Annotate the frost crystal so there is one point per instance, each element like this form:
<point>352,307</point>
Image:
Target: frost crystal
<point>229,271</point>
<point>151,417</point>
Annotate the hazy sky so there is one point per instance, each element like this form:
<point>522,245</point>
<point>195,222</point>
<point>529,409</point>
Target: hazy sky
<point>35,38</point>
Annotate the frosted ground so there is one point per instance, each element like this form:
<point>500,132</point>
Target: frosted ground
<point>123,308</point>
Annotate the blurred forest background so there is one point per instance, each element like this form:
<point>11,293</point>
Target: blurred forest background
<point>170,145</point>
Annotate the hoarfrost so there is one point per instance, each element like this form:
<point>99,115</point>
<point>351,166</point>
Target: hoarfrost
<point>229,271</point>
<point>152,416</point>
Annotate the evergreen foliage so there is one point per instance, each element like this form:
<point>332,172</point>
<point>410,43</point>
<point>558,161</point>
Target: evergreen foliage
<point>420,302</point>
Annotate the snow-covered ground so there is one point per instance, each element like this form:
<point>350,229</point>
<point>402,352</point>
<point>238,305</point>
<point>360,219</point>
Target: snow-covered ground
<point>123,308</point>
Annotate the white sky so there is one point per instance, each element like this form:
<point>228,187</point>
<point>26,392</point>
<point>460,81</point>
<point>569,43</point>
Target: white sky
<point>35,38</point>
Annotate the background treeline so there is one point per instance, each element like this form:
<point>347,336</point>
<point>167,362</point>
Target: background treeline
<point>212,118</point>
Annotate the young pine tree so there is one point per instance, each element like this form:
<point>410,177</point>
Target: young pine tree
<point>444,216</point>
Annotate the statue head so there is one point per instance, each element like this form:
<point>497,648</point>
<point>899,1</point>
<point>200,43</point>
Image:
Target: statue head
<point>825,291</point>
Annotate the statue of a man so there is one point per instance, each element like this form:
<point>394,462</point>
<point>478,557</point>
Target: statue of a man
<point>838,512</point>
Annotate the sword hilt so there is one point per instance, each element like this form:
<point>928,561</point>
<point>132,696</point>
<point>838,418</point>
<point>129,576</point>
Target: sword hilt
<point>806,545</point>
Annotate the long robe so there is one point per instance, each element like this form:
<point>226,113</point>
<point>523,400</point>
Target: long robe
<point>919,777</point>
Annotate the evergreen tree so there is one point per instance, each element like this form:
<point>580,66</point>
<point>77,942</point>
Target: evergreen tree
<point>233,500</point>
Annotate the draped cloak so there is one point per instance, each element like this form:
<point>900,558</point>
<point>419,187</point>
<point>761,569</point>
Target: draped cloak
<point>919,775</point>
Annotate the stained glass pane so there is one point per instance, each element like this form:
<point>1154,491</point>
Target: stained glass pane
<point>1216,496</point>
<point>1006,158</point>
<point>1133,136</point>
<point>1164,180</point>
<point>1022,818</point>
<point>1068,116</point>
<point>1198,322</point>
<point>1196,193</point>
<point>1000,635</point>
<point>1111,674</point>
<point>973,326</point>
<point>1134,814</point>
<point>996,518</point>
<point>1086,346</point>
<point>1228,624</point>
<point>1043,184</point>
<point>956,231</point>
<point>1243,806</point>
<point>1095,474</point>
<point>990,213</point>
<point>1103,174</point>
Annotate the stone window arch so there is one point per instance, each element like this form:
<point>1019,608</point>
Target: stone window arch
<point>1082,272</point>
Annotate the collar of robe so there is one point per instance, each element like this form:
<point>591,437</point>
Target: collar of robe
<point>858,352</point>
==*==
WHAT IS BEING ASKED =>
Copy out the part of the records that opens with the line containing "Annotate the background" and closes with the line containing "<point>919,775</point>", including both of those lines, with every character unchanged.

CORRECT RESULT =>
Annotate the background treeline so there is one point per instance, each element like this form:
<point>347,336</point>
<point>167,362</point>
Target: background treeline
<point>212,118</point>
Annotate the young pine tree so there is one point per instance, each element like this form:
<point>410,177</point>
Target: young pine tree
<point>444,216</point>
Annotate the statue head so there is one point per instance, each element like this form:
<point>497,648</point>
<point>899,1</point>
<point>200,43</point>
Image:
Target: statue head
<point>825,291</point>
Annotate the statue of a man so there is one point per instance, each element like this form:
<point>394,462</point>
<point>478,557</point>
Target: statue of a man
<point>838,512</point>
Annotate the sword hilt so there is one point per instance, each element like this form:
<point>928,561</point>
<point>132,696</point>
<point>838,418</point>
<point>129,576</point>
Target: sword hilt
<point>806,545</point>
Annotate the long robe so there is one point per instance, each element like this form:
<point>226,113</point>
<point>523,400</point>
Target: long robe
<point>919,777</point>
Annotate the evergreen tree so there is one point per instance, each element like this form:
<point>580,66</point>
<point>77,942</point>
Target: evergreen tree
<point>233,500</point>
Annotate the draped cloak so there is one point per instance, each element like this form:
<point>900,558</point>
<point>419,187</point>
<point>761,569</point>
Target: draped cloak
<point>919,775</point>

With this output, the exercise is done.